[Collection entries]

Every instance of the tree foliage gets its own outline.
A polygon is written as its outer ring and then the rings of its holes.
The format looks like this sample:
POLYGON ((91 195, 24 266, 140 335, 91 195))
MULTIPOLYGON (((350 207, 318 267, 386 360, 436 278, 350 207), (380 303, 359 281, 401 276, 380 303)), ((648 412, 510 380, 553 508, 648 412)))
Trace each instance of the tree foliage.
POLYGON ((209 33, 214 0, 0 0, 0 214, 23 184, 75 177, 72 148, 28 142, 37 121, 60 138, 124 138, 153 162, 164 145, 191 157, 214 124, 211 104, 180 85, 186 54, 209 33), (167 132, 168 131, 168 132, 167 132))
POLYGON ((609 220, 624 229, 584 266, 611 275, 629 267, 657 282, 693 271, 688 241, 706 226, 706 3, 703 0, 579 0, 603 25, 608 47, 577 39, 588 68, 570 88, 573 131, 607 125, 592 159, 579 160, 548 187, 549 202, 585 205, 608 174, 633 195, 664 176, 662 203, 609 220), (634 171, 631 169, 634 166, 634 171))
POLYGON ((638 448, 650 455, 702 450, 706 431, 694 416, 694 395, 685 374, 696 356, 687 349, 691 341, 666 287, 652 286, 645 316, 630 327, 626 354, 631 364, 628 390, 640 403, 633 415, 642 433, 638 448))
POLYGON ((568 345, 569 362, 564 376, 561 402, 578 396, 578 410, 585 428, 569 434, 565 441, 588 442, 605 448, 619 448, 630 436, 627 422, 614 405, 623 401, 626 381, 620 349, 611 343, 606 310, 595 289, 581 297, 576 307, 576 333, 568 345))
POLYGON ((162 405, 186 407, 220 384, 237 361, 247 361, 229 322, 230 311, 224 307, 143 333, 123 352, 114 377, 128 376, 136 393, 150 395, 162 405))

> [What you are asked to do] Rewrite the rows from the start through the line containing "POLYGON ((91 195, 24 266, 140 335, 91 195))", replacing "outer ring" with "exterior ring" and leaving everything else unchanged.

> [Full answer]
Every instance of the tree foliage gets its own outline.
A polygon is written as its exterior ring and then the rings of its holes.
The format looks like this sample:
POLYGON ((91 195, 24 266, 140 335, 91 195))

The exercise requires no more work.